▸ CHALLENGES:
#1 In the text on the Heroines of Jericho, which three degrees does the order contain?
#2 Proceed with the text on the Heroines of Jericho, continuing from the point at which it ends.

▸ DOCUMENT EXCERPT:
= Heroines of Jericho =

African American Masonic organisation

Heroines of Jericho is an organization in Prince Hall Freemasonry, founded as an auxiliary organization to Holy Royal Arch Masons. Initially, only the wives, daughters, mothers, widows, and sisters of Royal Arch Masons were allowed. The organization has no national body and operates as separate state Grand Courts with subordinate local courts. Moses Dickson called the degrees the "oldest and most perfect of all the Female Degrees." The name comes the Bible as a reference to the Woman of Jericho, Rahab, who protected her family from harm by saving two Israelites. In their gratitude, they told her to hang a red cord from her house to mark her family as protected.

== Degrees and Symbolism ==
The Heroines of Jericho contain three degrees in the subsequent order: the Master Mason's Daughter, the True Kinsman, and the Heroine of Jericho. Emblems of the order include the Scarlet Cord, the Sheaf of Wheat, and the Three-Tiered Ark and the three colors are red, white, and blue. These emblems and colors are represented in the regalia worn by the Heroines of Jericho.

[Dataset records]
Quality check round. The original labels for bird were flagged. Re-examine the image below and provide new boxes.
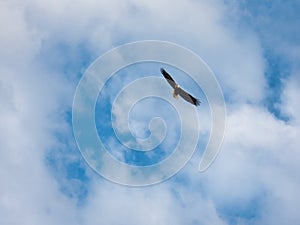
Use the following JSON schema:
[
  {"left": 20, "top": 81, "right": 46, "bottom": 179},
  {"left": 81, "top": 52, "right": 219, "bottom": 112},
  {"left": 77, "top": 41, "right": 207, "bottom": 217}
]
[{"left": 160, "top": 68, "right": 201, "bottom": 106}]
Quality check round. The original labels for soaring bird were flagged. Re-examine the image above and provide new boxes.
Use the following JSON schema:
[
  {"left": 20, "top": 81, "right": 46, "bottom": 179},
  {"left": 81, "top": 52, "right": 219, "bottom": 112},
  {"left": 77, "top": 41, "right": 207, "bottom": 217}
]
[{"left": 160, "top": 68, "right": 201, "bottom": 106}]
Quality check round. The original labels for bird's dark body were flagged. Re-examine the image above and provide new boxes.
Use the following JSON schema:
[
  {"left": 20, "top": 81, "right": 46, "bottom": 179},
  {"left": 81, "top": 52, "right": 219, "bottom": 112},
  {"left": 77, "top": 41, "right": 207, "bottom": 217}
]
[{"left": 160, "top": 68, "right": 200, "bottom": 106}]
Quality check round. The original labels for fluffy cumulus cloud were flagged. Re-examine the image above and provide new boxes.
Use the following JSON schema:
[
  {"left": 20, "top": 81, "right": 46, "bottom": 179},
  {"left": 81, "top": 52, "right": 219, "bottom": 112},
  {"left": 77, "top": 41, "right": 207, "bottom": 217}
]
[{"left": 0, "top": 0, "right": 300, "bottom": 225}]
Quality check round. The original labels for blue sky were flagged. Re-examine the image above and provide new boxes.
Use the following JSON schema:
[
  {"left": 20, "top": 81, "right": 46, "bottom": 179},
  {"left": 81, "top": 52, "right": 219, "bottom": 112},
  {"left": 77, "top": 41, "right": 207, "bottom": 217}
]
[{"left": 0, "top": 0, "right": 300, "bottom": 225}]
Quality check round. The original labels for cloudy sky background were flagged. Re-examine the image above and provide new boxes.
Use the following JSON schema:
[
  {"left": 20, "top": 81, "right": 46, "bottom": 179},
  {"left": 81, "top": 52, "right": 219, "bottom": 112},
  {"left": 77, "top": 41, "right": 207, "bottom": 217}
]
[{"left": 0, "top": 0, "right": 300, "bottom": 225}]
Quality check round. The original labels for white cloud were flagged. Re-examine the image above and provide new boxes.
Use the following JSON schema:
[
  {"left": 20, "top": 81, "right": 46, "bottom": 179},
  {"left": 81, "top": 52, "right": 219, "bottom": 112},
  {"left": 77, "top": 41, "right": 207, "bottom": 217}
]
[{"left": 0, "top": 0, "right": 300, "bottom": 224}]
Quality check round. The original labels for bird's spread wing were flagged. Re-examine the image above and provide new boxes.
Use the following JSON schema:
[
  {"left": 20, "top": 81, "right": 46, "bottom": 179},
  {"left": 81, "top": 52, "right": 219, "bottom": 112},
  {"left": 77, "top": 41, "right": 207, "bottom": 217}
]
[
  {"left": 178, "top": 88, "right": 201, "bottom": 106},
  {"left": 160, "top": 68, "right": 176, "bottom": 88}
]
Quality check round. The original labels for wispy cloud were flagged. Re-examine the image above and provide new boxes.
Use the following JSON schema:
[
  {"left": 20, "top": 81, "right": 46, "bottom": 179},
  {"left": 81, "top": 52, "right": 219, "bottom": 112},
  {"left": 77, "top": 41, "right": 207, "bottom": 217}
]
[{"left": 0, "top": 0, "right": 300, "bottom": 224}]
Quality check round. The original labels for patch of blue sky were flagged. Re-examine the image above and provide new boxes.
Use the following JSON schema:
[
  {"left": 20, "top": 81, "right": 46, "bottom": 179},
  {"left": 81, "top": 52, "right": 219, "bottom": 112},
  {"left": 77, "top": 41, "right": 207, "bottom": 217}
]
[
  {"left": 45, "top": 110, "right": 90, "bottom": 205},
  {"left": 216, "top": 192, "right": 265, "bottom": 225},
  {"left": 95, "top": 62, "right": 180, "bottom": 166}
]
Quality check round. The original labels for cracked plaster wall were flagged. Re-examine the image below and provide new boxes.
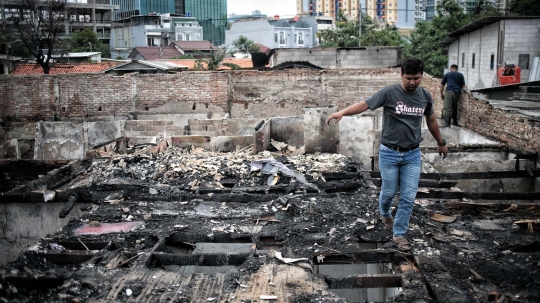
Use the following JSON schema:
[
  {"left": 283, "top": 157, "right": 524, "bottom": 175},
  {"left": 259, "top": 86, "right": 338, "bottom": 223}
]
[{"left": 0, "top": 203, "right": 86, "bottom": 267}]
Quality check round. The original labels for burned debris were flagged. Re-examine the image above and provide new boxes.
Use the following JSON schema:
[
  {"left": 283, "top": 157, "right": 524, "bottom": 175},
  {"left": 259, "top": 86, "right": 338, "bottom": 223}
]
[{"left": 0, "top": 138, "right": 540, "bottom": 302}]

▸ OUTPUTS:
#1 The Master Mason's Daughter, the True Kinsman, and the Heroine of Jericho.

#2
== State Grand Courts ==
The Grand Court of Michigan organized on May 25, 1874. In Jacksonville, Florida, the Grand Court of Florida was formed in January 1882. Early courts in Texas, including Sarah Court, No. 1, Rebecca Court, No. 2, St. Mary Court, No.3, Victoria Court, No. 4, and Elizabeth Court, No. 5, formed in the late nineteenth century.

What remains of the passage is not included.